--- START ---

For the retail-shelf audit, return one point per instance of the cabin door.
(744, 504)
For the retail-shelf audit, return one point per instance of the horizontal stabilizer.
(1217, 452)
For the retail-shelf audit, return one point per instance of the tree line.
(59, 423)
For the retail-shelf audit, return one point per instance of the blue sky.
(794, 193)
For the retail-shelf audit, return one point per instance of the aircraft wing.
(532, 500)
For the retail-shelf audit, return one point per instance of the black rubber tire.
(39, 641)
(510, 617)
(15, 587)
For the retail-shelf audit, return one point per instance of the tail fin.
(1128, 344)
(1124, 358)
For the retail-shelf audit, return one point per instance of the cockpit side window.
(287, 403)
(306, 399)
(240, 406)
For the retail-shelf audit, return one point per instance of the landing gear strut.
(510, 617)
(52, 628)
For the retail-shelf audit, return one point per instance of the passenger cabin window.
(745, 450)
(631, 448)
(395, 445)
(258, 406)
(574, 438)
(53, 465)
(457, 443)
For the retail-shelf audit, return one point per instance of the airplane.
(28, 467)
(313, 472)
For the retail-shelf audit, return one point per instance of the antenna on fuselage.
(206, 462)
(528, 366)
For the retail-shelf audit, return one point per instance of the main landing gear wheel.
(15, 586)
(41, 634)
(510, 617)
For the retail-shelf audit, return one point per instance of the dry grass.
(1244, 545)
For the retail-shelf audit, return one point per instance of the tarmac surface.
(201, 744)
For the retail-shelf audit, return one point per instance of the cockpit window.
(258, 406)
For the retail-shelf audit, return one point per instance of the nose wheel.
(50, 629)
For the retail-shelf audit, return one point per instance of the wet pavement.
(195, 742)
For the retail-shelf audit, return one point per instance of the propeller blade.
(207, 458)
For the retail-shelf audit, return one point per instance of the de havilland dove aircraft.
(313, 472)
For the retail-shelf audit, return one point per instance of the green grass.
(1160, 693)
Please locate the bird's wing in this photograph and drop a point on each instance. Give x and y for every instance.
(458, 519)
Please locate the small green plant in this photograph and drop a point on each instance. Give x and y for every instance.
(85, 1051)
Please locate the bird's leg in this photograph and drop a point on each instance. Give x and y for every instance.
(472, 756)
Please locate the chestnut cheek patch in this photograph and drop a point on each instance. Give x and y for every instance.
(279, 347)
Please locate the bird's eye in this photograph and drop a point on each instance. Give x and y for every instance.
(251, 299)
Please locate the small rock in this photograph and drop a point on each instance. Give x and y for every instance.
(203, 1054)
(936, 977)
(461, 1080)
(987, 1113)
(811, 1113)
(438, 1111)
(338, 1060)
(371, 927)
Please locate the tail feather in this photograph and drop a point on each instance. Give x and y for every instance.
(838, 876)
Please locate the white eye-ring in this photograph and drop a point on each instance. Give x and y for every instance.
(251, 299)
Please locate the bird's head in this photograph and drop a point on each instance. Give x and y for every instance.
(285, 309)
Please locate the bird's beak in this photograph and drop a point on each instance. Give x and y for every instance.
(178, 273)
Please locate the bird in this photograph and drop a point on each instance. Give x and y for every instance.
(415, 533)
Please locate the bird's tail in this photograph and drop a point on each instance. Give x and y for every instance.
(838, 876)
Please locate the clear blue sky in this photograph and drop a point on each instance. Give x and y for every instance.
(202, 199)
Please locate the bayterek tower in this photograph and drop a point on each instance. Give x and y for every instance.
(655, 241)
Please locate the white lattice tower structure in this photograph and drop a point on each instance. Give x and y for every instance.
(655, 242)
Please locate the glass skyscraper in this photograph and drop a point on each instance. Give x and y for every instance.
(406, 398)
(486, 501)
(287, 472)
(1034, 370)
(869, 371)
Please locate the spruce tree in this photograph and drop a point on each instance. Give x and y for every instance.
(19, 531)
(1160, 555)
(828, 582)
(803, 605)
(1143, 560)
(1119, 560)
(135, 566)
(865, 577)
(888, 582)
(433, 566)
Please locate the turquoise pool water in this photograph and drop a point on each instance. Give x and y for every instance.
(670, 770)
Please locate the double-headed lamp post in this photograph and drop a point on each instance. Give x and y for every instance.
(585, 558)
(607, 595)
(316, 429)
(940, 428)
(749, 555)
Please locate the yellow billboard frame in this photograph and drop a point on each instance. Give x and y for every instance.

--- END ---

Required action. Each line above is to be restated exactly as it stands.

Response box.
For the retail-shelf audit, return one point per instance of the cabin door.
(744, 504)
For the retail-shelf audit, return one point per instance of the horizontal stabilizer.
(1217, 452)
For the retail-shelf audit, return one point per instance of the tree line.
(59, 423)
For the retail-shelf audit, return one point per instance of the blue sky.
(794, 193)
For the retail-shelf audit, return one point per instance of the aircraft wing.
(532, 500)
For the retail-shelf audit, return one point per instance of the black rubber tire.
(39, 641)
(510, 617)
(15, 587)
For the retail-shelf audit, return one point per instance of the tail fin.
(1128, 344)
(1124, 358)
For the retail-shelf audit, return one point per instance of the cockpit side window.
(287, 403)
(306, 399)
(240, 406)
For the retail-shelf audit, return one point per instance of the landing gear strut.
(510, 617)
(52, 628)
For the retail-shelf audit, return one point per instance of the passenger cabin window.
(745, 450)
(631, 448)
(395, 445)
(258, 406)
(574, 438)
(53, 465)
(457, 443)
For the retail-shelf audit, return one point per instance of the airplane.
(28, 467)
(313, 472)
For the retail-shelf audit, return one point per instance of the antenna on fuselage.
(206, 462)
(528, 366)
For the retail-shelf audit, return one point per instance of the main landing gear wheel.
(15, 586)
(41, 634)
(510, 617)
For the retail-shelf audit, return one point per instance of the dry grass.
(1244, 545)
For the retail-shelf audit, return one point per instance of the tarmac surface.
(201, 744)
For the retail-shelf audit, return one point per instance of the cockpit window.
(258, 406)
For the retail-shelf audit, return one point per instance of the nose wheel.
(50, 629)
For the retail-shelf audit, return one point per instance of the wet pavement.
(195, 742)
For the retail-shelf audit, return one point per instance of the propeller blade.
(207, 458)
For the retail-shelf audit, return one point per instance of the de havilland dove aircraft.
(313, 472)
For the retail-shelf audit, return one point per instance of the green grass.
(1160, 693)
Please locate the bird's wing in this photograph and drop a point on each instance. Give x and y for every instance.
(458, 519)
Please locate the small green plant in this photograph and drop a point on each instance. Give x and y for every instance.
(85, 1051)
Please locate the bird's leg in this photograph and drop a point on each instance. Give x and y for every instance.
(472, 756)
Please locate the chestnut cheek patch in this photograph and drop a point on each instance. Give x and y for every instance.
(279, 347)
Please locate the bird's eye in this photograph and drop a point on each instance. Give x and y for every instance.
(251, 299)
Please locate the small rock in this photograph and drop a point on each instance. Give x and y for every instance.
(203, 1054)
(936, 977)
(461, 1080)
(987, 1113)
(811, 1113)
(438, 1111)
(338, 1060)
(371, 927)
Please locate the tail feather in this photograph and drop a point on each instance. Give x and y for every instance.
(838, 876)
Please locate the white eye-ring in this photograph and drop a point on each instance. Give x and y for every instance.
(251, 299)
Please locate the bird's head in this photograph and drop a point on each instance. Give x and y for every instance.
(285, 309)
Please locate the bird's beak in this photograph and drop a point on each instance. Give x and y for every instance.
(178, 273)
Please locate the bird in this photograph and drop a point on each instance. Give x and y for every instance.
(415, 533)
Please locate the bird's tail in this photograph and drop a point on each instance. Give x and y for every instance.
(838, 876)
Please locate the clear blue sky in this photograph and drop a point on each instance. Give x and y for every instance.
(202, 199)
Please locate the bayterek tower in this photograph and drop a point on each instance. Give x and y for every instance.
(655, 241)
Please locate the white lattice tower structure in this photograph and drop a point on each instance. Give x and y for every instance.
(655, 242)
Please locate the glass skyscraper in this photograph and drop a point on each instance. Give x and y for every instance.
(406, 398)
(486, 501)
(287, 472)
(1034, 370)
(869, 371)
Please locate the spruce tree in this photograph and drop a point on each instance. Give x and y for every instance.
(19, 531)
(1160, 555)
(828, 582)
(803, 605)
(1143, 560)
(1119, 560)
(135, 566)
(865, 577)
(888, 582)
(433, 566)
Please locate the turquoise pool water in this photograph and drop a point on each instance. Give x and y for every instance.
(670, 770)
Please locate the double-headed lamp post in this photograph and drop a point on each instance. Give x and y for every instance.
(585, 558)
(607, 595)
(316, 429)
(940, 428)
(749, 555)
Please locate the yellow billboard frame in this photograph and drop a point on each instance. Give x and y for every instance.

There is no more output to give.